---------- DOCUMENT TEXT

# 18k nib question



## armyturner (Mar 13, 2008)

I have a good FP customer that currently has about 5 of my pens, 4 with Lou's 18k nibs. I am working with him on another one now but he is wanting something different in the nib. He wants an 18k nib with either gold on the outer portion and platinum on the inner (just oppisite of how Lou's are) or one that is single tone platinum plated. Does anyone know of any nibs from other pens that would meet this requirement?

Thanks


----------



## ashaw (Mar 13, 2008)

You might want to give Bexely a call.  I believe you should be able to get what you are looking for.  One word of caution the nibs are not cheap I think are 100.00 to 105.00.  Brian should chime in on this one.


----------



## thewishman (Mar 13, 2008)

$105 as of February. I think those are 6mm wide - not quite the same dimensions as our regular kit pens. I think the Jr. size nibs are 5mm. They do have nibs in fine, medium and broad-stubby.

Chris


----------



## Brewmeister35 (Mar 13, 2008)

Anthony has them at thegoldennib.com but they are 14k and in small nibs only.


----------



## armyturner (Mar 13, 2008)

I talked to Bexley today. $106 from them. I was just wondering if there were any other options.


----------



## DCBluesman (Mar 14, 2008)

Jeremy - it might be cheaper for me to have one of my nibs plated with white gold or platinum.  Let me know if you want me to look into it.


----------



## ed4copies (Mar 14, 2008)

If you tell your customer that you CAN get such a nib at $150, Lou's nibs MAY look a lot better to him!!!


----------



## PenWorks (Mar 14, 2008)

Yep, the retail price for an 18K from Stipula & Visconti is about $225.00 I can get you a wonderfull Dani Trio 18K F, but it will cost $145.00


----------

--------------------

* [WHAT TO WORK ON]
[1] Answer these questions from the forum thread about 18k nibs:
(a) What price did armyturner get from Bexley?
(b) What karat are the nibs at thegoldennib.com, according to Brewmeister35?
(c) What does PenWorks give as the retail price for an 18K from Stipula & Visconti?
[2] Reproduce the forum thread about 18k nibs word for word, starting with "# 18k nib question" and going on through "meet this requirement?".
The material after this has no connection to the forum thread about 18k nibs.

---------- DATA SHOWN

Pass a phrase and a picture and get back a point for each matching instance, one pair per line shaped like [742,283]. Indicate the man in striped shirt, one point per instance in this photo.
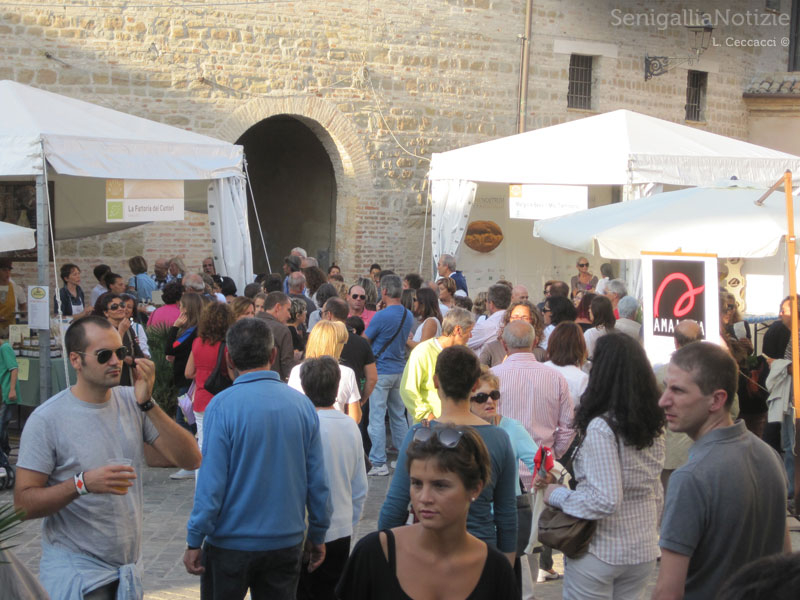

--------------------

* [RESPONSES TO THE TASKS]
[1]
(a) $106
(b) 14k
(c) About $225.00

[2]
# 18k nib question



## armyturner (Mar 13, 2008)

I have a good FP customer that currently has about 5 of my pens, 4 with Lou's 18k nibs. I am working with him on another one now but he is wanting something different in the nib. He wants an 18k nib with either gold on the outer portion and platinum on the inner (just oppisite of how Lou's are) or one that is single tone platinum plated. Does anyone know of any nibs from other pens that would meet this requirement?